● Work instruction
The response must restate the data exactly, with nothing left out.

● Provided entries
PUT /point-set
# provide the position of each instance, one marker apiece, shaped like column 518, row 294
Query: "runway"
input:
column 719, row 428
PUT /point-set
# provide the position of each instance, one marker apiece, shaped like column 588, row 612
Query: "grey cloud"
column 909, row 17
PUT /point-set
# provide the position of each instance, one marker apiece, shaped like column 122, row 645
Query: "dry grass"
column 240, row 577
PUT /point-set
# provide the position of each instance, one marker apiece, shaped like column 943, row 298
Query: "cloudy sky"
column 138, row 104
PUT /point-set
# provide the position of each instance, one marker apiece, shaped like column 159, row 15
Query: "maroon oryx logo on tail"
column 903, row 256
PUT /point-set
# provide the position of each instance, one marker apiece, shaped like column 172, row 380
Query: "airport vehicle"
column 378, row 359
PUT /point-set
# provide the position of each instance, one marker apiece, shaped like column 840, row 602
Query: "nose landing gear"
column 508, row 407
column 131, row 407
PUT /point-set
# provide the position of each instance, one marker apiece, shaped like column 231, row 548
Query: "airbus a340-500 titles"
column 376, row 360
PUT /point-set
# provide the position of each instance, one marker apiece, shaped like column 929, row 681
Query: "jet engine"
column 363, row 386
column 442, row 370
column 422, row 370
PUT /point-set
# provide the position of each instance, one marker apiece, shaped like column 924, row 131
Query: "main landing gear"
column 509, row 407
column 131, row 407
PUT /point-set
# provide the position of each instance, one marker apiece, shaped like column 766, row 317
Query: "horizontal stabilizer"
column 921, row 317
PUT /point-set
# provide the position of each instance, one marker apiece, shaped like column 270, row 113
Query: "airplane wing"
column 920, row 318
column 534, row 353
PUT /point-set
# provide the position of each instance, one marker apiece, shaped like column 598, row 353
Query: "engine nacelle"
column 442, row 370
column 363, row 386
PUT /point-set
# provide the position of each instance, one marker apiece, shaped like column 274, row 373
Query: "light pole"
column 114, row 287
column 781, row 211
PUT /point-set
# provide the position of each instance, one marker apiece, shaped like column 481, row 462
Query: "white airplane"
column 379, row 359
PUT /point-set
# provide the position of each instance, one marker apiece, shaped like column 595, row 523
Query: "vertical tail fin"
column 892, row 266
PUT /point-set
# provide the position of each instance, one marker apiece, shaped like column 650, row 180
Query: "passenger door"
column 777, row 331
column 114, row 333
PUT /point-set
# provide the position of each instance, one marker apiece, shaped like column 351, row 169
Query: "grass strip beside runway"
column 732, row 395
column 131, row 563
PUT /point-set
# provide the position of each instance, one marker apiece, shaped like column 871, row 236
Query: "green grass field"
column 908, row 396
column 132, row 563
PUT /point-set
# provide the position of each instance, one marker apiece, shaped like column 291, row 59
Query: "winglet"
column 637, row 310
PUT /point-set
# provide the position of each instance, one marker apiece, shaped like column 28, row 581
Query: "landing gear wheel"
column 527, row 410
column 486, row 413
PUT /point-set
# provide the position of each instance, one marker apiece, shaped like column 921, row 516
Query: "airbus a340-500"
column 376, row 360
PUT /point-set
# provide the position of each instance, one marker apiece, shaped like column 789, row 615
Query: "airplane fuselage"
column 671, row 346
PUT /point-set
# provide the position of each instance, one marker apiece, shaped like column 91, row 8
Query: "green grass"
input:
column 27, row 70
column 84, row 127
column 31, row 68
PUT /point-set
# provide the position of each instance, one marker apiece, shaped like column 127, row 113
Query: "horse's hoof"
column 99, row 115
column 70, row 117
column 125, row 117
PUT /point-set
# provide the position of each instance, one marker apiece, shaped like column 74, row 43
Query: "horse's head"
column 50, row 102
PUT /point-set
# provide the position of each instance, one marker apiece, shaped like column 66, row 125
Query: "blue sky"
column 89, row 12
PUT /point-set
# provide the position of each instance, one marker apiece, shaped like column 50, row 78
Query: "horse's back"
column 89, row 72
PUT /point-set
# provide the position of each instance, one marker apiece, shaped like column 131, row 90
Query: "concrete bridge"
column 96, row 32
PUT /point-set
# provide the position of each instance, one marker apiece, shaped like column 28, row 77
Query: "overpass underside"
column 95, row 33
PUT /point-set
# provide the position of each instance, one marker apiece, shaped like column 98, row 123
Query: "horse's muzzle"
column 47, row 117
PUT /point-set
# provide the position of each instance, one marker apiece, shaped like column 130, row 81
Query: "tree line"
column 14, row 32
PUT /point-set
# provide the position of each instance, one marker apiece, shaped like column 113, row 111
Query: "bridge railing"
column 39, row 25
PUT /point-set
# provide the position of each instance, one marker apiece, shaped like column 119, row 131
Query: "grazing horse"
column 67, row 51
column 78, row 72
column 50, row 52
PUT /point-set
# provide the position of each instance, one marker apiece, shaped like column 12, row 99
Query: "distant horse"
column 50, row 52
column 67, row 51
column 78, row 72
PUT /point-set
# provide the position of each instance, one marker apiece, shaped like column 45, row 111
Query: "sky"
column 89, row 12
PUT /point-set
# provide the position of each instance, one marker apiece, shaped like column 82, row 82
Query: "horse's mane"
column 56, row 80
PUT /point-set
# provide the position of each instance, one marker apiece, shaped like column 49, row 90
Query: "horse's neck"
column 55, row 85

● Solution to the exercise
PUT /point-set
# provide the position of each instance, one marker apiece, shaped like column 518, row 294
Query: "runway"
input:
column 719, row 428
PUT /point-set
# provide the position of each instance, one marker apiece, shaped like column 588, row 612
Query: "grey cloud"
column 909, row 17
PUT /point-set
# provide the position of each instance, one marker apiece, shaped like column 122, row 645
Query: "dry grass"
column 240, row 577
PUT /point-set
# provide the position of each instance, one marker apiece, shaped like column 943, row 298
Query: "cloudy sky"
column 138, row 104
PUT /point-set
# provide the position of each instance, one marker apiece, shaped like column 159, row 15
Query: "maroon oryx logo on tail"
column 903, row 256
PUT /point-set
# provide the position of each instance, one marker apiece, shaped like column 172, row 380
Query: "airport vehicle"
column 378, row 359
PUT /point-set
# provide the position of each instance, one marker apiece, shaped like column 840, row 602
Query: "nose landing gear"
column 508, row 407
column 131, row 407
PUT /point-set
# provide the position of each instance, one marker apiece, shaped like column 231, row 548
Query: "airbus a340-500 titles"
column 376, row 360
PUT /point-set
# provide the position of each instance, one marker apiece, shaped like column 929, row 681
Query: "jet engine"
column 363, row 386
column 442, row 370
column 422, row 370
PUT /point-set
# provide the position of each instance, one marker apiece, shaped like column 924, row 131
Query: "main landing gear"
column 509, row 407
column 131, row 407
PUT /point-set
# provide the position of each instance, one marker apiece, shaped like column 766, row 317
Query: "horizontal stabilizer"
column 921, row 317
PUT /point-set
# provide the position of each instance, one marker apiece, shaped like column 270, row 113
Query: "airplane wing"
column 920, row 318
column 534, row 353
PUT /point-set
# provide the position of each instance, one marker apiece, shaped like column 598, row 353
Query: "engine nacelle"
column 442, row 370
column 363, row 386
PUT /point-set
# provide the position of each instance, one marker apiece, shaped like column 274, row 373
Query: "light pole"
column 114, row 287
column 781, row 211
PUT /point-set
# provide the position of each instance, one marker apiece, shaped like column 481, row 462
Query: "white airplane"
column 379, row 359
PUT /point-set
# provide the position of each instance, one marker apiece, shaped like column 595, row 523
Query: "vertical tail fin"
column 892, row 266
PUT /point-set
# provide the position of each instance, one marker apiece, shaped like column 650, row 180
Query: "passenger door"
column 777, row 331
column 114, row 333
PUT /point-set
# provide the position of each instance, one marker apiece, shaped like column 351, row 169
Query: "grass strip beside runway"
column 732, row 395
column 131, row 563
PUT /point-set
# provide the position of each instance, one marker apiece, shaped like column 871, row 236
Query: "green grass field"
column 908, row 396
column 132, row 563
PUT /point-set
# provide the position of each instance, one marker apiece, shaped like column 291, row 59
Query: "winglet"
column 637, row 310
PUT /point-set
# provide the position of each instance, one marker apiece, shaped like column 28, row 581
Query: "landing gear wheel"
column 527, row 410
column 486, row 413
PUT /point-set
# provide the position of each instance, one marker apiece, shaped like column 921, row 516
Query: "airbus a340-500"
column 376, row 360
PUT /point-set
# provide the position of each instance, one marker apiece, shaped like column 789, row 615
Query: "airplane fuselage"
column 671, row 346
PUT /point-set
# provide the position of each instance, one marker apiece, shaped like column 91, row 8
Query: "green grass"
input:
column 27, row 70
column 84, row 127
column 31, row 68
PUT /point-set
# provide the position of each instance, one marker apiece, shaped like column 127, row 113
Query: "horse's hoof"
column 99, row 115
column 70, row 117
column 125, row 117
PUT /point-set
# provide the position of each instance, one marker apiece, shaped like column 74, row 43
Query: "horse's head"
column 50, row 102
PUT /point-set
# provide the position of each instance, one marker apiece, shaped like column 66, row 125
Query: "blue sky"
column 89, row 12
PUT /point-set
# provide the position of each instance, one marker apiece, shaped like column 50, row 78
Query: "horse's back"
column 89, row 72
PUT /point-set
# provide the position of each instance, one marker apiece, shaped like column 131, row 90
Query: "concrete bridge"
column 96, row 32
PUT /point-set
# provide the position of each instance, one marker apiece, shaped like column 28, row 77
Query: "overpass underside"
column 95, row 33
PUT /point-set
# provide the position of each instance, one marker apiece, shaped like column 98, row 123
Query: "horse's muzzle"
column 47, row 117
PUT /point-set
# provide the position of each instance, one marker apiece, shaped like column 130, row 81
Query: "tree line"
column 14, row 32
PUT /point-set
# provide the position of each instance, one marker apiece, shaped like column 113, row 111
Query: "bridge railing"
column 39, row 25
PUT /point-set
# provide the position of each instance, one marker apiece, shaped like column 119, row 131
Query: "grazing horse"
column 67, row 51
column 78, row 72
column 50, row 52
PUT /point-set
# provide the position of each instance, one marker apiece, shaped like column 12, row 99
Query: "distant horse"
column 50, row 52
column 67, row 51
column 78, row 72
PUT /point-set
# provide the position of each instance, one marker apiece, shaped like column 45, row 111
Query: "sky"
column 89, row 12
PUT /point-set
# provide the position of each instance, one marker apiece, shaped like column 82, row 82
Query: "horse's mane"
column 56, row 80
PUT /point-set
# provide the position of each instance, one marker apiece, shaped like column 49, row 90
Query: "horse's neck"
column 55, row 85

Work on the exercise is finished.